*** Record mostrati ***

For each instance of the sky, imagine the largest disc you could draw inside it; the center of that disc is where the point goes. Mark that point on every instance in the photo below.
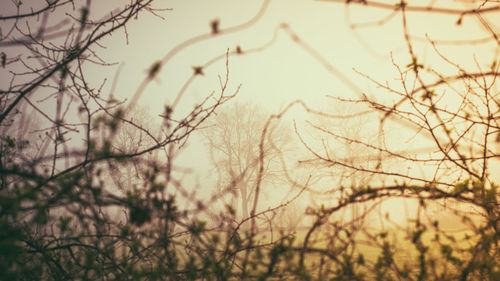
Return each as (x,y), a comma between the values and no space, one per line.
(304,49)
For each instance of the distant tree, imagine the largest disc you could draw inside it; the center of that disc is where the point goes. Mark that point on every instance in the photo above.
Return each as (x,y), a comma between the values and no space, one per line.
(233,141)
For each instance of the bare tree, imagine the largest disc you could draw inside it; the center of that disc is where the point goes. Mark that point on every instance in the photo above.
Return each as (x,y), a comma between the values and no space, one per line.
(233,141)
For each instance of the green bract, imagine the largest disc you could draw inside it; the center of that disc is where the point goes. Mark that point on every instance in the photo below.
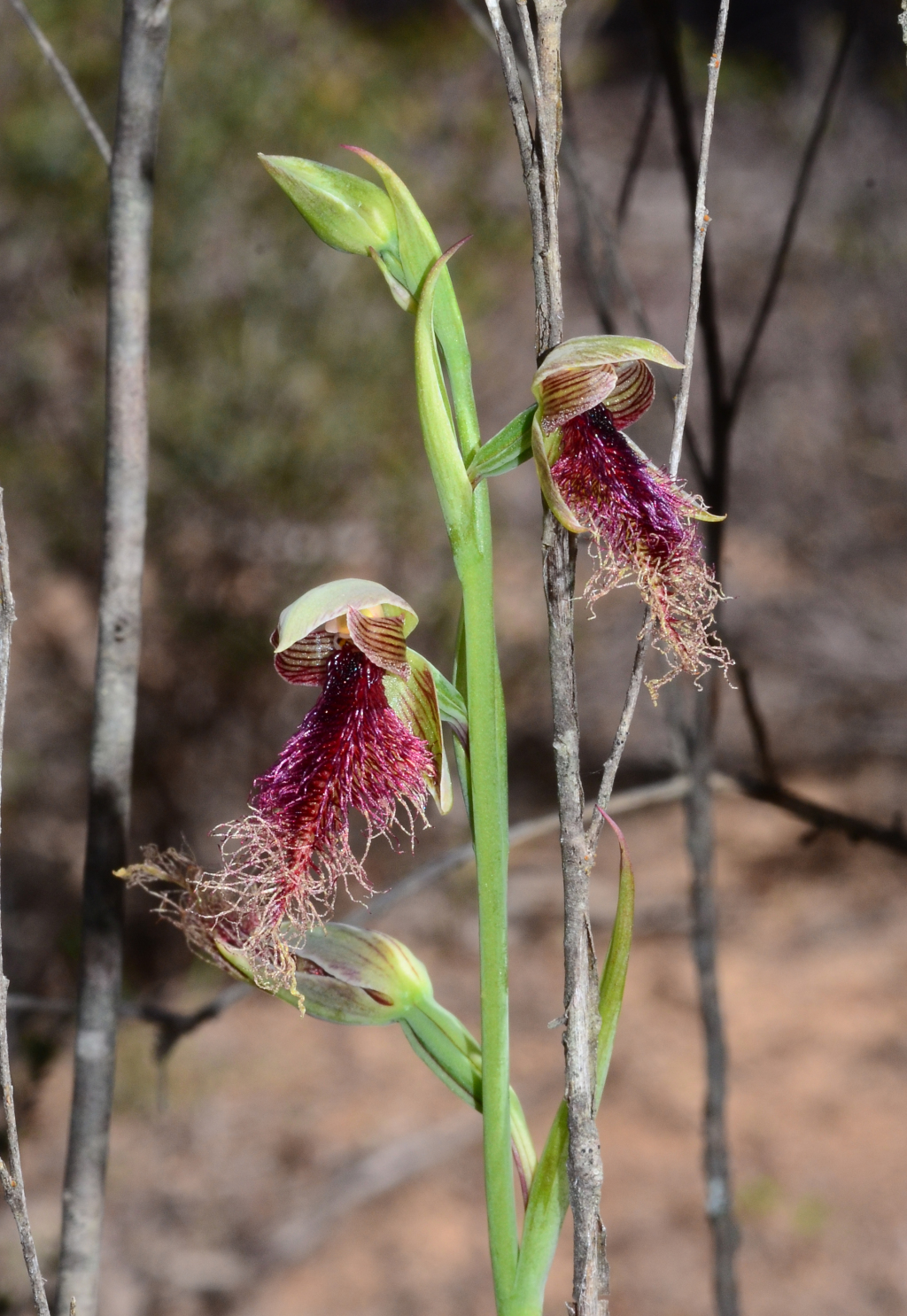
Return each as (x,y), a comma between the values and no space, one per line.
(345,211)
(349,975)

***

- **Dettagli attività**: Per favore, riproduci testualmente tutti i record riportati sopra, senza includere le immagini.

- **Risposta completa**:
For each instance of the sky, imagine the largest disc you could draw inside it; the center of that disc is where the point goes. Mark that point on every instance in the photo below.
Return each as (x,y), a comma between the values and no space, one per line.
(304,49)
For each instance of the distant tree, imagine the largest disc you could draw inside it; the center of that disc is where the point goes. Mark that point on every instance in the photo above.
Return each as (x,y), a comma between the values and no space, one per line.
(233,141)
For each instance of the bare tree, imagine the largest disc you could draw inside it; the center of that disc is where the point goes. Mark that point on every instance in the photo above.
Return each as (x,y), a comma between the values and no space, one per line.
(233,141)
For each instance of the green bract, imagine the largest disc you could draw inside it; the center of that disc is where the point goes. Mark that point on every instance in the photo below.
Return each as (x,y), a comma between the values and no space, one per line.
(345,211)
(349,975)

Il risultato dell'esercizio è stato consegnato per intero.